> _Problem description_:
Your task is to copy each line in the listing that includes the word "reel".
[[ Supplied records open ]]
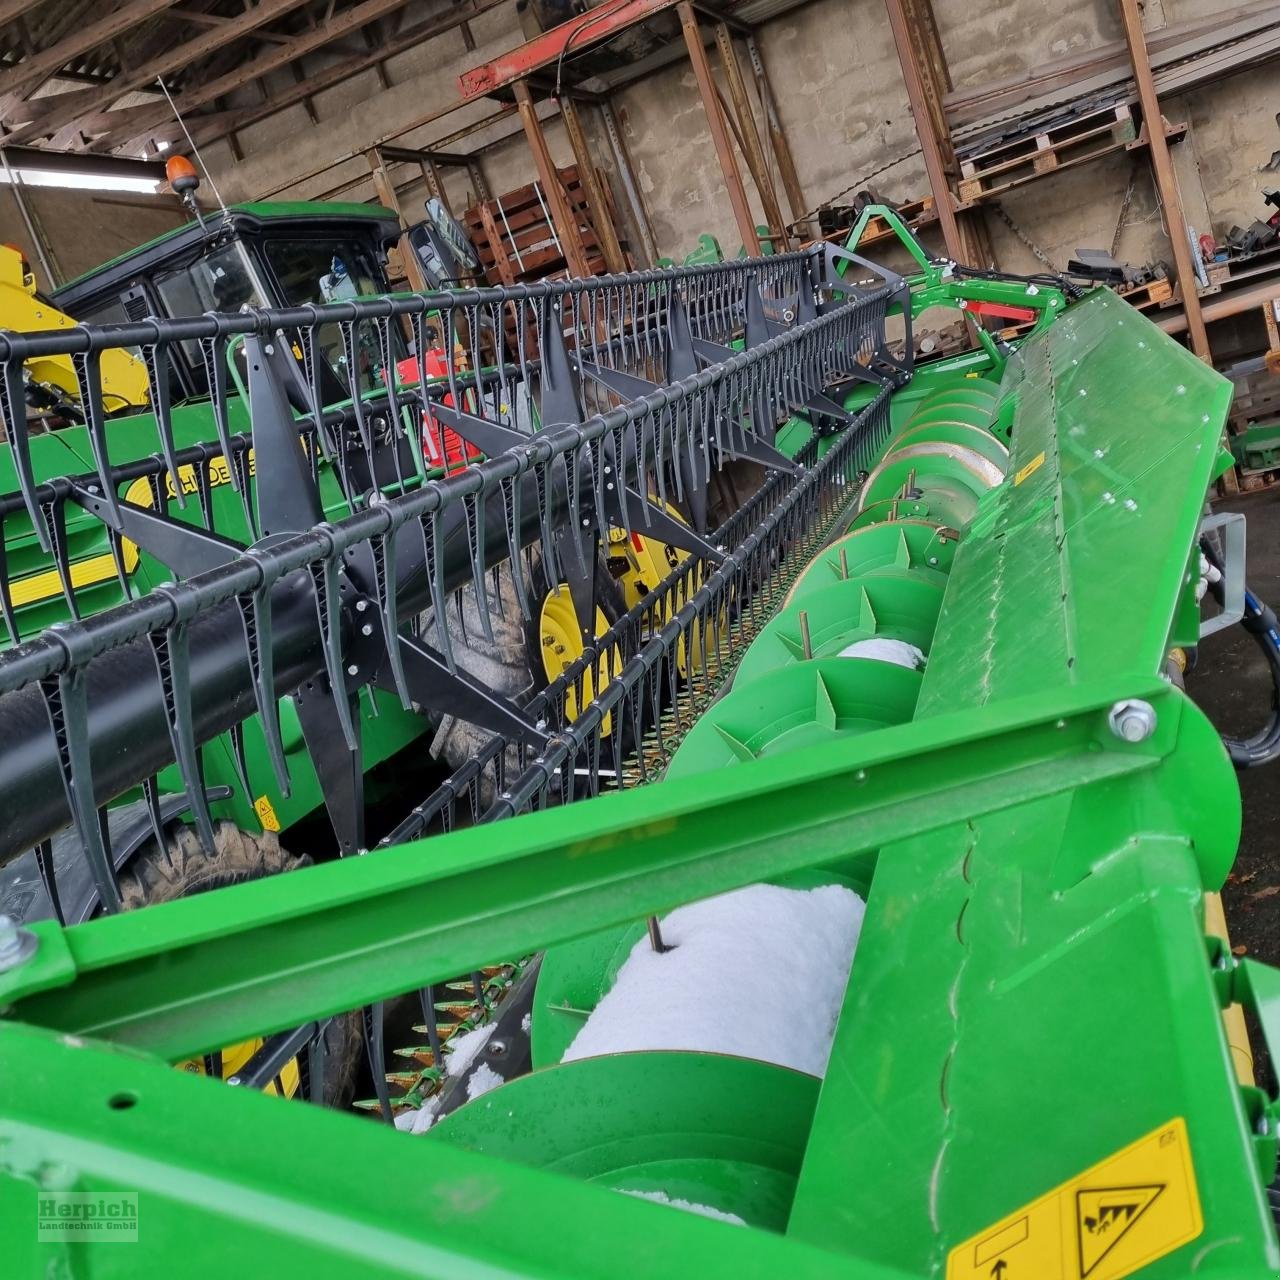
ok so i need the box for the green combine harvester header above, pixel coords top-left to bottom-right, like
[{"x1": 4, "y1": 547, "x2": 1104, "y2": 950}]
[{"x1": 0, "y1": 207, "x2": 1275, "y2": 1280}]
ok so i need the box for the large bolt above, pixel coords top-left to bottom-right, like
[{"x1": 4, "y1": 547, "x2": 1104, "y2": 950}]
[
  {"x1": 0, "y1": 915, "x2": 37, "y2": 971},
  {"x1": 1108, "y1": 699, "x2": 1157, "y2": 743}
]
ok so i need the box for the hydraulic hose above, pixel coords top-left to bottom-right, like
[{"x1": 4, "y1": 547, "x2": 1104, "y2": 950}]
[{"x1": 1200, "y1": 535, "x2": 1280, "y2": 768}]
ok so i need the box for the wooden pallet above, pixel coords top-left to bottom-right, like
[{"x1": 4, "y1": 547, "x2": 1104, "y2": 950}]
[
  {"x1": 1114, "y1": 274, "x2": 1176, "y2": 311},
  {"x1": 462, "y1": 165, "x2": 628, "y2": 289},
  {"x1": 956, "y1": 102, "x2": 1184, "y2": 204}
]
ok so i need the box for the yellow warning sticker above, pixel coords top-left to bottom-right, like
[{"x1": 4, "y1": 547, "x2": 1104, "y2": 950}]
[
  {"x1": 946, "y1": 1118, "x2": 1201, "y2": 1280},
  {"x1": 1013, "y1": 451, "x2": 1046, "y2": 486},
  {"x1": 253, "y1": 794, "x2": 281, "y2": 833}
]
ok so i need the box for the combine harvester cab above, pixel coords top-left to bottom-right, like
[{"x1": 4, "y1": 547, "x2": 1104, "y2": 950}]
[{"x1": 0, "y1": 209, "x2": 1277, "y2": 1280}]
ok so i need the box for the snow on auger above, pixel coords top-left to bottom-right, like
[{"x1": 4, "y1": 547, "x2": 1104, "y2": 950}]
[{"x1": 0, "y1": 209, "x2": 1276, "y2": 1279}]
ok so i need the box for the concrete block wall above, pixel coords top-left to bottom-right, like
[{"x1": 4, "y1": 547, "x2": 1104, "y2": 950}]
[
  {"x1": 0, "y1": 185, "x2": 186, "y2": 289},
  {"x1": 198, "y1": 0, "x2": 1280, "y2": 276}
]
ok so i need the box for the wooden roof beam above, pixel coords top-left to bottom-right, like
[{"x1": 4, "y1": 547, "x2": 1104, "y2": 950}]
[
  {"x1": 0, "y1": 0, "x2": 176, "y2": 102},
  {"x1": 5, "y1": 0, "x2": 318, "y2": 142},
  {"x1": 117, "y1": 0, "x2": 506, "y2": 156},
  {"x1": 86, "y1": 0, "x2": 421, "y2": 151}
]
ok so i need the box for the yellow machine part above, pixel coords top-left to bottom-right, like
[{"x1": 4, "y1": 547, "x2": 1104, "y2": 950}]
[
  {"x1": 608, "y1": 509, "x2": 717, "y2": 678},
  {"x1": 538, "y1": 587, "x2": 615, "y2": 735},
  {"x1": 0, "y1": 244, "x2": 149, "y2": 411},
  {"x1": 174, "y1": 1039, "x2": 302, "y2": 1098}
]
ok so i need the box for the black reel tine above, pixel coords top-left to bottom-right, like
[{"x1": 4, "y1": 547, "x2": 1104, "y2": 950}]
[
  {"x1": 142, "y1": 338, "x2": 186, "y2": 510},
  {"x1": 0, "y1": 351, "x2": 53, "y2": 551},
  {"x1": 360, "y1": 1003, "x2": 393, "y2": 1123},
  {"x1": 309, "y1": 551, "x2": 357, "y2": 752},
  {"x1": 33, "y1": 837, "x2": 63, "y2": 926},
  {"x1": 141, "y1": 775, "x2": 167, "y2": 854},
  {"x1": 298, "y1": 318, "x2": 334, "y2": 465},
  {"x1": 0, "y1": 513, "x2": 20, "y2": 646},
  {"x1": 70, "y1": 350, "x2": 122, "y2": 527},
  {"x1": 226, "y1": 720, "x2": 254, "y2": 801},
  {"x1": 41, "y1": 497, "x2": 79, "y2": 620},
  {"x1": 417, "y1": 506, "x2": 455, "y2": 673},
  {"x1": 39, "y1": 662, "x2": 121, "y2": 913},
  {"x1": 201, "y1": 332, "x2": 256, "y2": 533},
  {"x1": 338, "y1": 320, "x2": 374, "y2": 462},
  {"x1": 373, "y1": 530, "x2": 413, "y2": 710},
  {"x1": 195, "y1": 454, "x2": 216, "y2": 530},
  {"x1": 532, "y1": 460, "x2": 560, "y2": 590},
  {"x1": 500, "y1": 476, "x2": 532, "y2": 620},
  {"x1": 105, "y1": 521, "x2": 133, "y2": 600},
  {"x1": 237, "y1": 562, "x2": 292, "y2": 796},
  {"x1": 147, "y1": 602, "x2": 218, "y2": 857},
  {"x1": 462, "y1": 490, "x2": 494, "y2": 644}
]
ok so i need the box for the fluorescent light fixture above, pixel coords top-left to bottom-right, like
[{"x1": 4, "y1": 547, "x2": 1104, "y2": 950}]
[{"x1": 0, "y1": 166, "x2": 160, "y2": 194}]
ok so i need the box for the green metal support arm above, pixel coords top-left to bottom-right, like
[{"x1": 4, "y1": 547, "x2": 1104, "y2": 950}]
[{"x1": 0, "y1": 677, "x2": 1228, "y2": 1062}]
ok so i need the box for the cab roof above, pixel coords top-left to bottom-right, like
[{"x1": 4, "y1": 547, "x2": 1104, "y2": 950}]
[{"x1": 52, "y1": 201, "x2": 402, "y2": 303}]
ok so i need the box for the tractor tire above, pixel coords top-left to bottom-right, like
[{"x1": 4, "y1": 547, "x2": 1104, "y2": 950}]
[
  {"x1": 422, "y1": 564, "x2": 537, "y2": 792},
  {"x1": 118, "y1": 820, "x2": 363, "y2": 1108},
  {"x1": 424, "y1": 555, "x2": 632, "y2": 803}
]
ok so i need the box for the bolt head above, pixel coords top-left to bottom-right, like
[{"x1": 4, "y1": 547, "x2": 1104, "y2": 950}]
[
  {"x1": 0, "y1": 915, "x2": 37, "y2": 970},
  {"x1": 1108, "y1": 699, "x2": 1157, "y2": 744},
  {"x1": 346, "y1": 664, "x2": 359, "y2": 676}
]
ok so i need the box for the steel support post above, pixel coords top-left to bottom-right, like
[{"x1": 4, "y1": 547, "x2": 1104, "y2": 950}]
[
  {"x1": 600, "y1": 99, "x2": 659, "y2": 264},
  {"x1": 882, "y1": 0, "x2": 966, "y2": 262},
  {"x1": 742, "y1": 36, "x2": 806, "y2": 226},
  {"x1": 677, "y1": 1, "x2": 760, "y2": 257},
  {"x1": 559, "y1": 95, "x2": 628, "y2": 274},
  {"x1": 714, "y1": 23, "x2": 787, "y2": 249},
  {"x1": 513, "y1": 81, "x2": 595, "y2": 279},
  {"x1": 1117, "y1": 0, "x2": 1212, "y2": 362}
]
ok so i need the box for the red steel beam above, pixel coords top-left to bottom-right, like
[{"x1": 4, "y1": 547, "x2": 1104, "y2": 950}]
[{"x1": 458, "y1": 0, "x2": 680, "y2": 99}]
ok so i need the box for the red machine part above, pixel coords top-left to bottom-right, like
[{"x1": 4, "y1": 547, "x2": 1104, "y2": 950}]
[
  {"x1": 457, "y1": 0, "x2": 679, "y2": 99},
  {"x1": 957, "y1": 297, "x2": 1039, "y2": 324},
  {"x1": 392, "y1": 352, "x2": 483, "y2": 472}
]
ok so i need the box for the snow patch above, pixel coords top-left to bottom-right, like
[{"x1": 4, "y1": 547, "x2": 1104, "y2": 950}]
[
  {"x1": 563, "y1": 882, "x2": 864, "y2": 1077},
  {"x1": 445, "y1": 1021, "x2": 495, "y2": 1078},
  {"x1": 838, "y1": 637, "x2": 925, "y2": 669},
  {"x1": 394, "y1": 1096, "x2": 441, "y2": 1136},
  {"x1": 619, "y1": 1188, "x2": 746, "y2": 1226},
  {"x1": 466, "y1": 1062, "x2": 503, "y2": 1100}
]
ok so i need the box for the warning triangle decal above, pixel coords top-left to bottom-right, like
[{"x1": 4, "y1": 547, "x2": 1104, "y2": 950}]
[{"x1": 1076, "y1": 1184, "x2": 1165, "y2": 1278}]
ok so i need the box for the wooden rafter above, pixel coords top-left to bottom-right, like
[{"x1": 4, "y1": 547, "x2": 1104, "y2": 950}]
[
  {"x1": 85, "y1": 0, "x2": 423, "y2": 152},
  {"x1": 124, "y1": 0, "x2": 508, "y2": 156},
  {"x1": 5, "y1": 0, "x2": 319, "y2": 142},
  {"x1": 0, "y1": 0, "x2": 176, "y2": 102}
]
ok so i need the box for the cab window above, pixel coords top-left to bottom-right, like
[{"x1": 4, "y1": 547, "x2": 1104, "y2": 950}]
[{"x1": 264, "y1": 239, "x2": 399, "y2": 397}]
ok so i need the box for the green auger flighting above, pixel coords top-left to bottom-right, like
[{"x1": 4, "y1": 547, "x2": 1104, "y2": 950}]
[{"x1": 1, "y1": 207, "x2": 1278, "y2": 1280}]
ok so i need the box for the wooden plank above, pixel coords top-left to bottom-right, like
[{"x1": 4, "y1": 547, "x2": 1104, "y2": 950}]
[
  {"x1": 475, "y1": 201, "x2": 517, "y2": 286},
  {"x1": 559, "y1": 96, "x2": 627, "y2": 274},
  {"x1": 514, "y1": 81, "x2": 594, "y2": 279}
]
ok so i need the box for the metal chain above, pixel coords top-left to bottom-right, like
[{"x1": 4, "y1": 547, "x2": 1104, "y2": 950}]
[
  {"x1": 1111, "y1": 163, "x2": 1139, "y2": 259},
  {"x1": 989, "y1": 200, "x2": 1059, "y2": 272},
  {"x1": 790, "y1": 144, "x2": 924, "y2": 230}
]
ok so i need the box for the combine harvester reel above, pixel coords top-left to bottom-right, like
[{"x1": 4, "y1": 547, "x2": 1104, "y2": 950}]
[{"x1": 2, "y1": 211, "x2": 1279, "y2": 1280}]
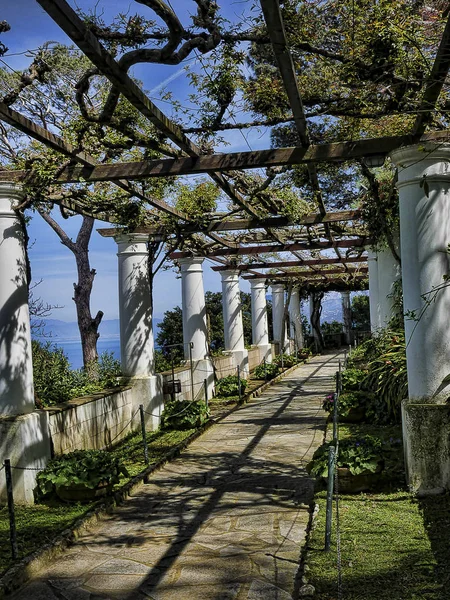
[[ Supplied records closed ]]
> _Solution to this exercise_:
ok so i need the box for the black reel tine above, pixel coords top-left to bottom-right, like
ok so i need the box for the combine harvester reel above, pixel coords top-left to bottom-right, like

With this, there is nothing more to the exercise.